» **Set exercise**
Locate every line in the items below that contains the word "pole" and copy each such line in full. Matching is case-sensitive.

===== Provided data =====

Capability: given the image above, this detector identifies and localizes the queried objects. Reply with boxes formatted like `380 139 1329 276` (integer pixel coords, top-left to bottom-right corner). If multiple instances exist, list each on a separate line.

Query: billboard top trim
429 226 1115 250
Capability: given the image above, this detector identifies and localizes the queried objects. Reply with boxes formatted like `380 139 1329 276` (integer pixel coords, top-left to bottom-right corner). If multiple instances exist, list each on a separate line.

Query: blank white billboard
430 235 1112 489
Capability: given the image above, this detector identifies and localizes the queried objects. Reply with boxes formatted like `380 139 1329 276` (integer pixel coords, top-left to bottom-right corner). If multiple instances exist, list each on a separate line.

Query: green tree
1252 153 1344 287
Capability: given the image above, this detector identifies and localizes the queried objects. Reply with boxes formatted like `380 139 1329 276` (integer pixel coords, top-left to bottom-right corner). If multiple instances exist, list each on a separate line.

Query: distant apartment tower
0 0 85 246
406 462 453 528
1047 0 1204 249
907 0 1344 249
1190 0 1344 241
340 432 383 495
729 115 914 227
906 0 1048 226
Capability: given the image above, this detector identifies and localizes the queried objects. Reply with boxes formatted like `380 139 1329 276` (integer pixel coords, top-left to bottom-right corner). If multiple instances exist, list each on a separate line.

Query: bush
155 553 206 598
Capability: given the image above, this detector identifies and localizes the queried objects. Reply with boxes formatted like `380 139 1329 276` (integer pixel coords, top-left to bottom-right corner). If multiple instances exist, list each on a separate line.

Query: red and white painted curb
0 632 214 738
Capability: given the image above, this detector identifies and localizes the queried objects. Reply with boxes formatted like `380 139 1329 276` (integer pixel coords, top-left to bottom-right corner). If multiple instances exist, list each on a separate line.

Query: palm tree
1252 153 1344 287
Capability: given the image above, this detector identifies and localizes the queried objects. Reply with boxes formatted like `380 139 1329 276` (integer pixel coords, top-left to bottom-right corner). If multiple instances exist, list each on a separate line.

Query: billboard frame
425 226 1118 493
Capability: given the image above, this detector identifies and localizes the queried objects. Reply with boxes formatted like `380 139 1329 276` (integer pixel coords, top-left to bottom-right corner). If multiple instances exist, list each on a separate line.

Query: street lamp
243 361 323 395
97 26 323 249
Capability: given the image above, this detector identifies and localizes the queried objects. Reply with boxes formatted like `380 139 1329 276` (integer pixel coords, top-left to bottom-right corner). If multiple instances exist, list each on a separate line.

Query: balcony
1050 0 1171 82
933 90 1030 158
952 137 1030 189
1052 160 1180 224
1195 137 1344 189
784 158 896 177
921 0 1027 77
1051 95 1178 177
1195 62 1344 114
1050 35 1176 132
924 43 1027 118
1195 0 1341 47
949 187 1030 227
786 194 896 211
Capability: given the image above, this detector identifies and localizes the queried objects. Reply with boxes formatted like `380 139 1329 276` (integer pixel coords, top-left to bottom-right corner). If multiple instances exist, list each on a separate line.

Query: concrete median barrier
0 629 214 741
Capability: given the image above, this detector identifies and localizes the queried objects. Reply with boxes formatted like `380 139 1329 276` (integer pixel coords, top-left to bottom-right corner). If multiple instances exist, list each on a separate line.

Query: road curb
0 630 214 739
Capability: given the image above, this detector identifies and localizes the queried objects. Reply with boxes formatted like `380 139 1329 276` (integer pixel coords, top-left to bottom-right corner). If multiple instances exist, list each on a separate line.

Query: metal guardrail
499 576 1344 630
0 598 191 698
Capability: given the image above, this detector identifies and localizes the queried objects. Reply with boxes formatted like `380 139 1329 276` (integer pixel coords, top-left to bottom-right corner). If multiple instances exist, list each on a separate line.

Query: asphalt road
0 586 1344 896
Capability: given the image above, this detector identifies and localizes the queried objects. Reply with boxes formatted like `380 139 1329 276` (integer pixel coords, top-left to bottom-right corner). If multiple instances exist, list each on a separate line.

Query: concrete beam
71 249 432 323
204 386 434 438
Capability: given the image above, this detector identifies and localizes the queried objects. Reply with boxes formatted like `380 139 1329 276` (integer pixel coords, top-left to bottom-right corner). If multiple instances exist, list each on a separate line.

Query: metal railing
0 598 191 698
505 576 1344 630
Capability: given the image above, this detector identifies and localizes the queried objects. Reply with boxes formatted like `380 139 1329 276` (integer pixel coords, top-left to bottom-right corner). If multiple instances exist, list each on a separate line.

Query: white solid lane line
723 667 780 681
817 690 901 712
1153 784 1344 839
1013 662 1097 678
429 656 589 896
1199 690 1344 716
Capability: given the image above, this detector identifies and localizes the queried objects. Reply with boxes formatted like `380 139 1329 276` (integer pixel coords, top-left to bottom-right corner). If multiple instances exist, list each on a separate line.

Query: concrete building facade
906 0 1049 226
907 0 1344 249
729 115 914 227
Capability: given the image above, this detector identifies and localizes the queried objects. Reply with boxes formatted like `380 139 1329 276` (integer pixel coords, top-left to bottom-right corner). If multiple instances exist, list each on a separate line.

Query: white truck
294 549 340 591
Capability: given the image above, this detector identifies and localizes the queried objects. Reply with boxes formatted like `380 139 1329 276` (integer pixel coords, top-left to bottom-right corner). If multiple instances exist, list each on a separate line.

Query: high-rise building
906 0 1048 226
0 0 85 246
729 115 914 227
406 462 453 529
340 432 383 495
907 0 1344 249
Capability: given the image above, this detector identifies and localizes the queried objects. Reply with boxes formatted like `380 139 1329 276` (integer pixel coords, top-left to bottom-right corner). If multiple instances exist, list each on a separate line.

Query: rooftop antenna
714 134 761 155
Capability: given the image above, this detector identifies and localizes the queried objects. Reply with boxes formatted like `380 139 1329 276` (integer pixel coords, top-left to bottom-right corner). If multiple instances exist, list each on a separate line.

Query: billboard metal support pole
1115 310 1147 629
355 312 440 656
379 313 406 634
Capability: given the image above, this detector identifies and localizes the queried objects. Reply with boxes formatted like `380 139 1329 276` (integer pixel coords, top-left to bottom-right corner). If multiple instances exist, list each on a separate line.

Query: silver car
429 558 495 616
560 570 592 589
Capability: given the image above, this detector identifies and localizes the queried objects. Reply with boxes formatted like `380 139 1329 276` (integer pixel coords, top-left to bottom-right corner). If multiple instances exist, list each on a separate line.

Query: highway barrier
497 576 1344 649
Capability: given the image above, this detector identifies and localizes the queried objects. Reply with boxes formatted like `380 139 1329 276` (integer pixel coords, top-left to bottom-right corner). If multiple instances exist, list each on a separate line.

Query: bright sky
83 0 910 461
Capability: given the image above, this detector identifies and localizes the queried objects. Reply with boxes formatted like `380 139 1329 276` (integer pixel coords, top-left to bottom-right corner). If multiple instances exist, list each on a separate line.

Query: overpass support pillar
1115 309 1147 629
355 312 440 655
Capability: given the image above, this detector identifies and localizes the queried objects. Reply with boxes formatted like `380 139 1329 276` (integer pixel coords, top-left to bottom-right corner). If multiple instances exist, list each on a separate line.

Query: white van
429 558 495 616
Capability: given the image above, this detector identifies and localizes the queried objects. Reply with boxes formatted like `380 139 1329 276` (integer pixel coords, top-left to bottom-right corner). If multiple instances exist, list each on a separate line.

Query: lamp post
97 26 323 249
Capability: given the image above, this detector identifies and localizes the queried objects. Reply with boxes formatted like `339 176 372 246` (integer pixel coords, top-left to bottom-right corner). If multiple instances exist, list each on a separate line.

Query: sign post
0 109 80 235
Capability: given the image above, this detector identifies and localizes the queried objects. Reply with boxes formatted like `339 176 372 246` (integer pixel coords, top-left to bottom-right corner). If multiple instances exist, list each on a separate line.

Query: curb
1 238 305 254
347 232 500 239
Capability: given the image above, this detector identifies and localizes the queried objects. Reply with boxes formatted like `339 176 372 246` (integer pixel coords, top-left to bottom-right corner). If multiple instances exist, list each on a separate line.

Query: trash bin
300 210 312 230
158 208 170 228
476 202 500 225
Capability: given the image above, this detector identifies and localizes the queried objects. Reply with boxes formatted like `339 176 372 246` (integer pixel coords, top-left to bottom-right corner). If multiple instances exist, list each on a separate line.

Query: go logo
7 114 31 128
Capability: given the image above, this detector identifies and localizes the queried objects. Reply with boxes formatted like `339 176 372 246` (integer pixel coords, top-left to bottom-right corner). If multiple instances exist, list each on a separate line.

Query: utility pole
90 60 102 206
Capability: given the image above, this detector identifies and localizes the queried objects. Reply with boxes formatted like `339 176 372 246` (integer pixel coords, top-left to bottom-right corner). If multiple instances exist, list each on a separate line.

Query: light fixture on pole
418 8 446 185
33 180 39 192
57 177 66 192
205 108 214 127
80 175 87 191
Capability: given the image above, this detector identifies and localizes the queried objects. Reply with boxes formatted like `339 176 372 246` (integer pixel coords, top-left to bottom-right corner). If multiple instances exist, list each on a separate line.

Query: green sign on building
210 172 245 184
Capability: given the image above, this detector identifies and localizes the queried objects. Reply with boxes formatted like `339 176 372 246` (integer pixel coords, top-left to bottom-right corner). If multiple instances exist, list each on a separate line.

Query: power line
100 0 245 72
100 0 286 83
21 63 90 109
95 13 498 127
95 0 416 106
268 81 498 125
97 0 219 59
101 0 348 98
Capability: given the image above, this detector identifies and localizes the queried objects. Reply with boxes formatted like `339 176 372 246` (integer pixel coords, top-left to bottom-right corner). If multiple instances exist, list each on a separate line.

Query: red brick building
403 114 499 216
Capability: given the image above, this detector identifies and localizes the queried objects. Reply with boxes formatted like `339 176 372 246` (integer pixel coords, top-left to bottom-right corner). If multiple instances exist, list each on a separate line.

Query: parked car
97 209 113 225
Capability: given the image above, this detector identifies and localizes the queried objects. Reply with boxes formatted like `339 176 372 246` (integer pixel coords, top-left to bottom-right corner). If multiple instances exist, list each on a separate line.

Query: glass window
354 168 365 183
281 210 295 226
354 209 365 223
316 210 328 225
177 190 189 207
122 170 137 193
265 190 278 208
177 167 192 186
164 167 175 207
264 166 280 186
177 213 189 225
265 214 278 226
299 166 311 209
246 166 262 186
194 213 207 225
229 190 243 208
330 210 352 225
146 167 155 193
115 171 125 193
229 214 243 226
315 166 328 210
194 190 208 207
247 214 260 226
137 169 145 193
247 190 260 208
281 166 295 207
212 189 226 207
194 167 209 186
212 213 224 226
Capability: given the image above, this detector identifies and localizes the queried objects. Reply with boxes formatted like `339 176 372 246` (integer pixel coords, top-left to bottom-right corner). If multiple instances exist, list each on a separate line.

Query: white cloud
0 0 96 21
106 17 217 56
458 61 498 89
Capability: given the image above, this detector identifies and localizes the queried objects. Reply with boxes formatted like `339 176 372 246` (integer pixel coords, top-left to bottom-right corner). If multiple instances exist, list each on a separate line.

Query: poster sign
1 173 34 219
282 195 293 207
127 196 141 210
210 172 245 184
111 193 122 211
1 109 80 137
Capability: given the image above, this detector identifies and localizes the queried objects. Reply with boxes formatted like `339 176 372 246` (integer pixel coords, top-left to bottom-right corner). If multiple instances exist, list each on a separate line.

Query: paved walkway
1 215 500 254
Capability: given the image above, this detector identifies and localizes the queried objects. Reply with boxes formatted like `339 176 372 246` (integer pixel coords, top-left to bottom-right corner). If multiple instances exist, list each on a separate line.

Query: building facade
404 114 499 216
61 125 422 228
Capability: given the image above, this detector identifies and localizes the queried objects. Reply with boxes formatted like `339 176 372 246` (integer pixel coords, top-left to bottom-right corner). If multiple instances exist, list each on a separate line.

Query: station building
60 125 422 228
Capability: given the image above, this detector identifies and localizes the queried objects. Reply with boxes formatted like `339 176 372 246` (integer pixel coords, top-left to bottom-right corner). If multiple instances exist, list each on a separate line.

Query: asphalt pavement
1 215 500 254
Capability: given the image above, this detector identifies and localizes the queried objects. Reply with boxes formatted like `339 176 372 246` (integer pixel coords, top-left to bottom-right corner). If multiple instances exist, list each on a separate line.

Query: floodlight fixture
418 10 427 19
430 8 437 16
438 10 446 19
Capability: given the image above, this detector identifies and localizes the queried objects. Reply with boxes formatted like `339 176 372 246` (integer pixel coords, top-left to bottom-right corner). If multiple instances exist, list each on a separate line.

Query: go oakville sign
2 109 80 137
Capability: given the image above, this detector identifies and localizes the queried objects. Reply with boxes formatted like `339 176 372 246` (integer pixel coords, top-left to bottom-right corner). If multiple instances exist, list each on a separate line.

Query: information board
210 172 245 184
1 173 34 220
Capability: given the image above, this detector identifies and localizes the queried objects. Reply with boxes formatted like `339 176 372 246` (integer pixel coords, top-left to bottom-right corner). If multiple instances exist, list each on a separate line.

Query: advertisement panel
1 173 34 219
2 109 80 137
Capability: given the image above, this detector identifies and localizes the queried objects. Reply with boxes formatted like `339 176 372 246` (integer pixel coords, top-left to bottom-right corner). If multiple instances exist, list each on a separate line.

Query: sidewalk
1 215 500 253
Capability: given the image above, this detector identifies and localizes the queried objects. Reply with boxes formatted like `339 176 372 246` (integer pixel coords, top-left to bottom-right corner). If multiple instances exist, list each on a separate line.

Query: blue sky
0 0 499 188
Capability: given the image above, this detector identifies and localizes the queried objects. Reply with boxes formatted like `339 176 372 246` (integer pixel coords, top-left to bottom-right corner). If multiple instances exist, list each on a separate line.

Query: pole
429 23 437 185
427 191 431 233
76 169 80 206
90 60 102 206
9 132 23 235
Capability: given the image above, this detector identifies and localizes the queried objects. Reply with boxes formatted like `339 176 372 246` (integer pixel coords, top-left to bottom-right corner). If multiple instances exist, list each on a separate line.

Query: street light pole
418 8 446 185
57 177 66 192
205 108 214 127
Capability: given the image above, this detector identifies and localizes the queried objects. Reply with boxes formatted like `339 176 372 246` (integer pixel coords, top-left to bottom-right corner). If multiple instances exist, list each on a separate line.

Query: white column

=====

» **Result**
Query: billboard metal support pole
Query: utility pole
Query: light fixture on pole
Query: pole
Query: street light pole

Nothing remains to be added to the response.